Problem: Images are to be left out when the records below are printed word for word.
--- Dataset excerpts ---
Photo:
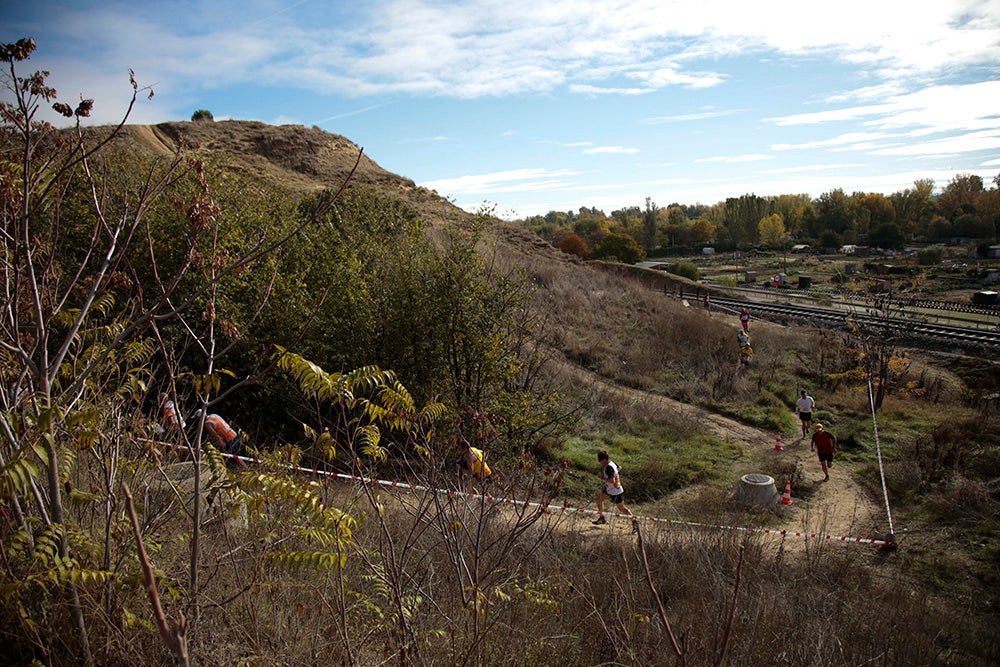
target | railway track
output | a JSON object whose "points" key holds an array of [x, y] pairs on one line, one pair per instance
{"points": [[914, 331], [851, 299]]}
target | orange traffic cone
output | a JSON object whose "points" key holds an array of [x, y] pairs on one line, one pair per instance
{"points": [[786, 498]]}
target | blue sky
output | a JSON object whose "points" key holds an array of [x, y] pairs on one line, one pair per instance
{"points": [[527, 106]]}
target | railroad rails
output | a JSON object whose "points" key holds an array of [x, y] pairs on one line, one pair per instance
{"points": [[851, 298], [909, 329]]}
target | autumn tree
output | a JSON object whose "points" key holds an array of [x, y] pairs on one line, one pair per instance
{"points": [[649, 219], [772, 231], [619, 247], [572, 244], [743, 215]]}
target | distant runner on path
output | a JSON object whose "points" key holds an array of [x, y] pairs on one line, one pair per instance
{"points": [[745, 320], [805, 406], [825, 445], [612, 490]]}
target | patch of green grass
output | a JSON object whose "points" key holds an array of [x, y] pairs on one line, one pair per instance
{"points": [[654, 461]]}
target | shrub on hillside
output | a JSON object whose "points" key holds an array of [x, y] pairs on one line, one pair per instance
{"points": [[619, 247], [572, 244], [930, 256], [685, 270]]}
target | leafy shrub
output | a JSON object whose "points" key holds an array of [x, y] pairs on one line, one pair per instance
{"points": [[685, 270], [929, 256]]}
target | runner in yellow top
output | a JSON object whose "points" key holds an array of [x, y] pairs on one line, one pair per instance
{"points": [[474, 463]]}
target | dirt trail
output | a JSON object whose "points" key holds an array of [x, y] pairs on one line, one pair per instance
{"points": [[840, 507]]}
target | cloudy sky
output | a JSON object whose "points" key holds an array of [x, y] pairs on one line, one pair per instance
{"points": [[527, 106]]}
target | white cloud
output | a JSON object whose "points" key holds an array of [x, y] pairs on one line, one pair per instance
{"points": [[610, 149], [529, 179], [737, 158], [679, 118]]}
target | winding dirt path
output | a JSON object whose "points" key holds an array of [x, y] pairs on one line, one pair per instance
{"points": [[840, 508]]}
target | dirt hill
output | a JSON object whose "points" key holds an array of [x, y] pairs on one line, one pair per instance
{"points": [[292, 156]]}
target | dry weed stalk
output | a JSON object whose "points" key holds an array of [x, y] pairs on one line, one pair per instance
{"points": [[174, 636]]}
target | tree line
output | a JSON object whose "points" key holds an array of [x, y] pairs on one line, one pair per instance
{"points": [[965, 209]]}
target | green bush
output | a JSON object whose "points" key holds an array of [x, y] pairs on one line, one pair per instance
{"points": [[685, 270]]}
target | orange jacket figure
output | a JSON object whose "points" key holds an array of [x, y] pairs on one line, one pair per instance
{"points": [[222, 434]]}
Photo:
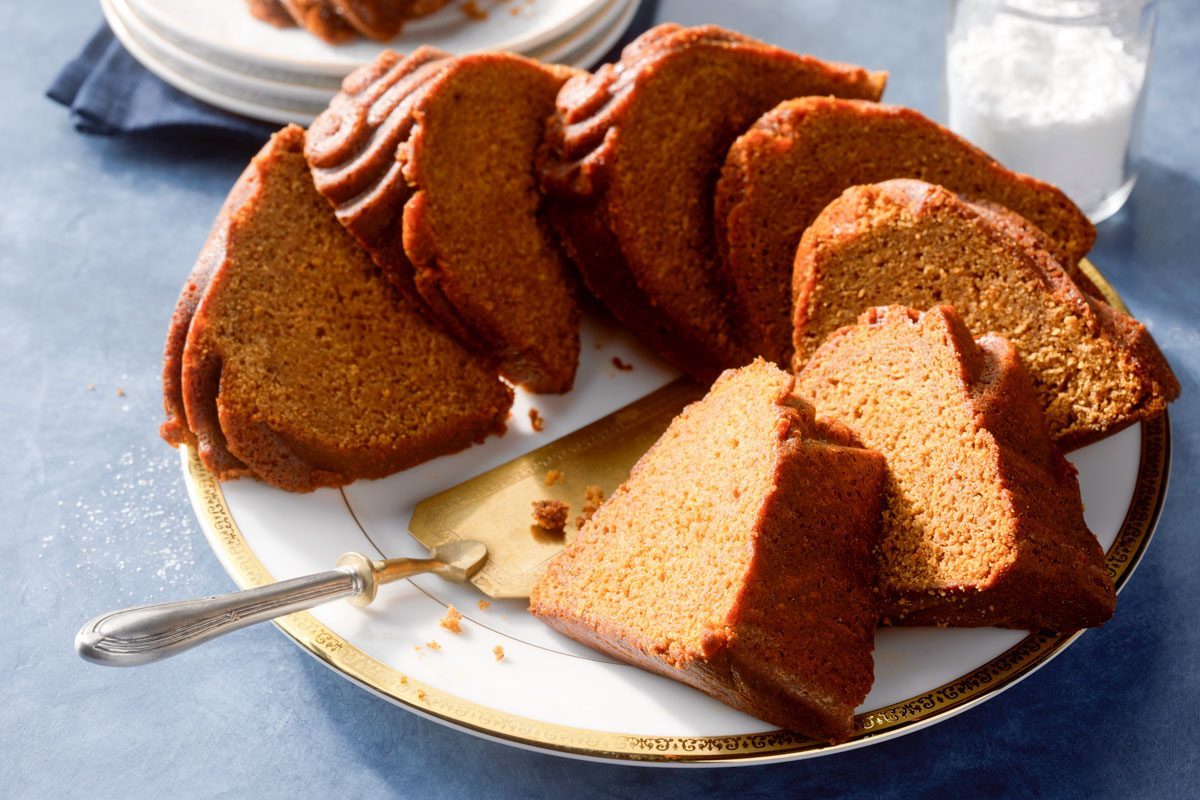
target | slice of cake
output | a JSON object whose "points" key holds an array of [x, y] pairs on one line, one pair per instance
{"points": [[736, 559], [352, 150], [631, 162], [292, 360], [383, 19], [429, 161], [1095, 368], [984, 524], [473, 229], [803, 154]]}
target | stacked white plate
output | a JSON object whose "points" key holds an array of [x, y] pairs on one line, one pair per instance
{"points": [[216, 52]]}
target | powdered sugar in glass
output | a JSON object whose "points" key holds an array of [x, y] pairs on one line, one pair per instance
{"points": [[1054, 89]]}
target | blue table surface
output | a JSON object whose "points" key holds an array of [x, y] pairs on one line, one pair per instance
{"points": [[97, 235]]}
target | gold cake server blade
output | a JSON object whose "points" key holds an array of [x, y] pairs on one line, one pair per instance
{"points": [[496, 507]]}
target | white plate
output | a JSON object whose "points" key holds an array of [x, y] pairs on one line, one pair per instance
{"points": [[555, 695], [226, 30], [270, 97], [213, 74], [232, 97]]}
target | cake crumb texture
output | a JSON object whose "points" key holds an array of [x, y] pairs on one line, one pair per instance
{"points": [[736, 559], [983, 524]]}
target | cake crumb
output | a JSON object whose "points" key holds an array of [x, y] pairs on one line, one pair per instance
{"points": [[550, 515], [453, 620], [593, 498], [472, 10]]}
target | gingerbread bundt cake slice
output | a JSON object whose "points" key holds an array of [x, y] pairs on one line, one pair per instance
{"points": [[1095, 368], [803, 154], [473, 229], [300, 366], [737, 559], [352, 150], [430, 163], [984, 524], [383, 19], [631, 161], [319, 18]]}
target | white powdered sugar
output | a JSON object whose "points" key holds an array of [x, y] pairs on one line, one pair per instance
{"points": [[1056, 100]]}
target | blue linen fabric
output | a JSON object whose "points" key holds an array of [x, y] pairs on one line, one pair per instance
{"points": [[108, 92]]}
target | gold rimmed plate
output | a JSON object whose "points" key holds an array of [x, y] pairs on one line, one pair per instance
{"points": [[553, 695]]}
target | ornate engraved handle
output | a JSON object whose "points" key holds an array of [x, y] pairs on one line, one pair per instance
{"points": [[145, 633]]}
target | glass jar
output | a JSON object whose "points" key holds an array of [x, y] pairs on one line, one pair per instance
{"points": [[1054, 89]]}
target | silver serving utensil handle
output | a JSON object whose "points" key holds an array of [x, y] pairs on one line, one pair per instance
{"points": [[144, 633]]}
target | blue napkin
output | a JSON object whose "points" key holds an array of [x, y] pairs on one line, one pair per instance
{"points": [[111, 94]]}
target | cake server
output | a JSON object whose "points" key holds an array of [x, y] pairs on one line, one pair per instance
{"points": [[144, 633]]}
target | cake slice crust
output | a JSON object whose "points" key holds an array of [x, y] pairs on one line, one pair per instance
{"points": [[631, 162], [484, 260], [1095, 368], [984, 524], [300, 365]]}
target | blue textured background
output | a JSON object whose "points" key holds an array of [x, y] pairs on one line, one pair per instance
{"points": [[96, 236]]}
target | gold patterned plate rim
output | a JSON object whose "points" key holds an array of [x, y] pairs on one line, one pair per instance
{"points": [[898, 719]]}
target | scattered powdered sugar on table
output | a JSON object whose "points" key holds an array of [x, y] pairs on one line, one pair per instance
{"points": [[141, 522], [1056, 101]]}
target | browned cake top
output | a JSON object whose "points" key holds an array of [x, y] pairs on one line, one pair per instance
{"points": [[977, 494], [304, 350], [803, 154], [473, 229], [651, 133], [904, 241], [352, 150]]}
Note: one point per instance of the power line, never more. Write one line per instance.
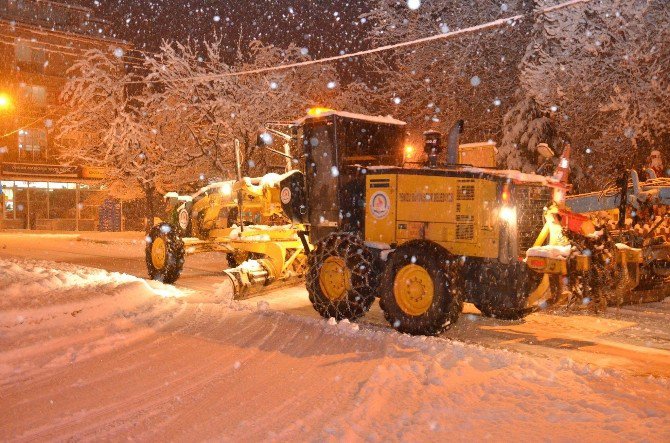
(28, 125)
(73, 54)
(483, 26)
(40, 45)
---
Task answer:
Photo:
target | railway track
output | a JSON object whose "points" key holds an array of [x, y] pairs on one line, one pair per instance
{"points": [[914, 331], [851, 299]]}
target | orange traffic cone
output | a JSON object whose "points" key holds an array of [x, y] pairs on one line, one pair per instance
{"points": [[786, 498]]}
target | blue sky
output | a JSON object whose "points" key holds an array of [x, y] pairs on one line, one pair per instance
{"points": [[527, 106]]}
target | railroad rails
output | a JSON object whose "points" key holds an array of [x, y] pairs on one line, one pair per instance
{"points": [[851, 298], [909, 329]]}
target | autumn tree
output | a JSON object whose "points" key holds an array of [x, y] pairs on one line, one pair per instance
{"points": [[649, 219], [772, 231], [619, 247], [572, 244], [743, 215]]}
target | distant runner on path
output | a JSON object whose "points" key holds an array of [x, y] pairs on one line, one pair per instance
{"points": [[745, 320], [805, 406], [825, 445], [612, 490]]}
target | patch of green grass
output | a JSON object whose "points" key holds an array of [x, y] pairs on one line, one pair per instance
{"points": [[654, 461]]}
target | shrub on hillside
output | a JSON object whose "points" key holds an array of [x, y] pairs on one line, one pair per instance
{"points": [[619, 247], [572, 244], [930, 256], [685, 270]]}
target | leafy shrub
output | a JSON object whose "points" key holds an array of [x, y] pairs on one line, one pair per instance
{"points": [[685, 270], [929, 256]]}
target | runner in yellow top
output | a JSON object whose "points" key holds an array of [x, y] pairs on one line, one pair per instance
{"points": [[474, 463]]}
target | dirt trail
output | a JSON object whose "points" key holds an array of [x, y] pairs on one line, one pair per instance
{"points": [[840, 507]]}
target | cloudy sky
output | a JSON object whose "points" key holds an array of [x, y] pairs on one line, one pair per instance
{"points": [[527, 106]]}
target | white cloud
output | a JSON object whose "points" key holds an array of [x, y] pairs on one line, one pair per instance
{"points": [[610, 149], [529, 179], [737, 158], [679, 118]]}
target | winding dirt path
output | a JSON object whose "points" key holds an array of [x, y] pairs on one line, one pair per instance
{"points": [[840, 508]]}
target | dirt hill
output | a JSON object whose "points" key holds an array of [x, y] pairs on one line, one pair per instance
{"points": [[292, 156]]}
target | dry weed stalk
output | a JSON object whose "points" key holds an array of [x, y] pairs on one line, one pair per instance
{"points": [[174, 636]]}
target | tree line
output | a JSON object whose "points" key holds an array of [x, y] pairs on one line, one pair per instance
{"points": [[965, 209]]}
target | green bush
output | a JSON object whose "points" key holds an array of [x, y] pairs on one line, one pair per instance
{"points": [[685, 270]]}
target | orange jacket figure
output | a JSON object whose "points" key holds an array of [x, y] pairs on one line, one pair per instance
{"points": [[222, 434]]}
Photo:
target | slice of cake
output | a JSON object whose "points" key holds an array of [x, y] pairs on one line, one pair per instance
{"points": [[736, 559], [352, 150], [631, 162], [292, 360], [383, 19], [429, 161], [1095, 368], [984, 524], [473, 229], [803, 154]]}
target | stacked white plate
output | a JSON object whose "points" key holds an array of [x, y] pairs on one line, one pair per instance
{"points": [[216, 52]]}
target | powdered sugar in glass
output | a JSON object whose "points" key holds an array of [x, y] pairs on one line, one pair per instance
{"points": [[1054, 89]]}
target | blue table surface
output | a JSON object whose "points" key holds an array of [x, y] pairs on one line, one pair per instance
{"points": [[97, 235]]}
target | gold cake server blade
output | a JSON object whose "points" key holds an array of [x, y] pairs on one line, one pair per instance
{"points": [[496, 507]]}
target | white plate
output | a JSON object whose "points" key holds an array of [x, y] pairs on one line, one pair per instance
{"points": [[555, 695], [226, 30], [270, 97], [213, 74], [232, 97]]}
target | cake crumb texture
output | a JSON object whose "points" key holds an array of [x, y] pairs on one line, one pair per instance
{"points": [[736, 559], [983, 524]]}
target | cake crumb
output | a JSON object whose "points" key holds an array of [x, y] pairs on one line, one pair per instance
{"points": [[550, 515], [453, 620], [593, 498], [472, 10]]}
target | gingerbread bundt cake slice
output | a JSON object whose "points" key holds an array of [x, y] pairs on one line, one pair per instance
{"points": [[1095, 368], [803, 154], [473, 229], [300, 366], [737, 559], [352, 150], [430, 163], [984, 524], [383, 19], [631, 161], [319, 18]]}
target | white powdered sugar
output | a JSON object whose "points" key holds an array of [x, y] pairs on one line, one pair per instance
{"points": [[1056, 100]]}
target | blue linen fabric
output | a JSON object whose "points" key holds an array of [x, y] pairs on one line, one pair per instance
{"points": [[108, 92]]}
target | gold rimmed plate
output | a JSON object whose "points" key holds an array of [x, y] pairs on one line, one pair per instance
{"points": [[553, 695]]}
target | ornate engraved handle
output | a JSON object whose "points" key holds an array of [x, y] pairs on one line, one pair per instance
{"points": [[145, 633]]}
target | glass jar
output | a JSON object whose "points" key holds an array of [x, y] pairs on one line, one pair per instance
{"points": [[1054, 89]]}
target | silver serving utensil handle
output | a JSON object whose "points" key holds an array of [x, y] pairs on one line, one pair per instance
{"points": [[144, 633]]}
target | blue napkin
output | a JSON object whose "points" key holds an array of [x, y] pairs on one line, one pair per instance
{"points": [[111, 94]]}
target | cake server
output | a JSON object whose "points" key holds an array of [x, y] pairs on one line, one pair per instance
{"points": [[144, 633]]}
target | cake slice crust
output | a JSON object whose "points" key holds an array of [x, y] pairs on one line, one pair per instance
{"points": [[631, 162], [484, 260], [1095, 368], [984, 524], [300, 365]]}
target | blue textured background
output | a JSON object whose "points" key holds an array of [x, y] pairs on one line, one pair per instance
{"points": [[96, 236]]}
target | gold patterned plate rim
output | a JSON object whose "points" key holds an array of [x, y] pairs on one line, one pair per instance
{"points": [[898, 719]]}
target | scattered powdered sugar on table
output | a JSON object whose "points" key holds an array of [x, y] pairs on one line, one pair per instance
{"points": [[141, 522], [1056, 101]]}
target | browned cake top
output | a JSON object whose "points" key holds an array of [x, y] pairs on one line, one pair per instance
{"points": [[977, 494], [304, 350], [803, 154], [473, 229], [651, 133], [904, 241], [352, 150]]}
Note: one point per instance of the power line, never more. Write one line per instance.
(28, 125)
(73, 54)
(483, 26)
(40, 45)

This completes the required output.